WHAT YOU ARE ASKED TO DO: Would you please restate all of the entries exactly, apart from the pictures?

[Dataset entries]
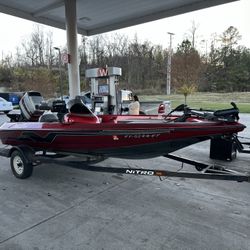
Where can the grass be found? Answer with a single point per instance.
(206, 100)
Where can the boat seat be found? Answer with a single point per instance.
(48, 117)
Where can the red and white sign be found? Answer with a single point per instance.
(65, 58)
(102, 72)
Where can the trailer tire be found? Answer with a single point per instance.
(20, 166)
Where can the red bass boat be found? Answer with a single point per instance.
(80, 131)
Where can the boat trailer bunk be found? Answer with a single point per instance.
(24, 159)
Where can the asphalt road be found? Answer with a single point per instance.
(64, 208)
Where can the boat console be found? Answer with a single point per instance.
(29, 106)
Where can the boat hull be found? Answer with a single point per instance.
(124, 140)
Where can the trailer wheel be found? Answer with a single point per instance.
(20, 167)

EXERCISE ANSWER:
Where can the grass be found? Answer with a single point per instance.
(206, 100)
Where can the boat seat be found? Answer with a single point per instance.
(48, 117)
Where can the red and white sign be found? Answer with a single point per instance.
(65, 58)
(102, 72)
Where can the trailer tire be found? Answer with a single point per instance.
(20, 166)
Where can the red bass boat be found? Answer with a single point per instance.
(80, 131)
Where can the boat trailer bunk be found? Answer with a single point per instance.
(24, 159)
Where can the asphalt road be found? Answer with a single point per instance.
(64, 208)
Where can the boat console be found? Answer with a single point per instance.
(29, 106)
Where can the boat hull be found? Answer with a single point per instance.
(124, 140)
Where can the trailer wheel be found? Answer with a single point per instance.
(20, 167)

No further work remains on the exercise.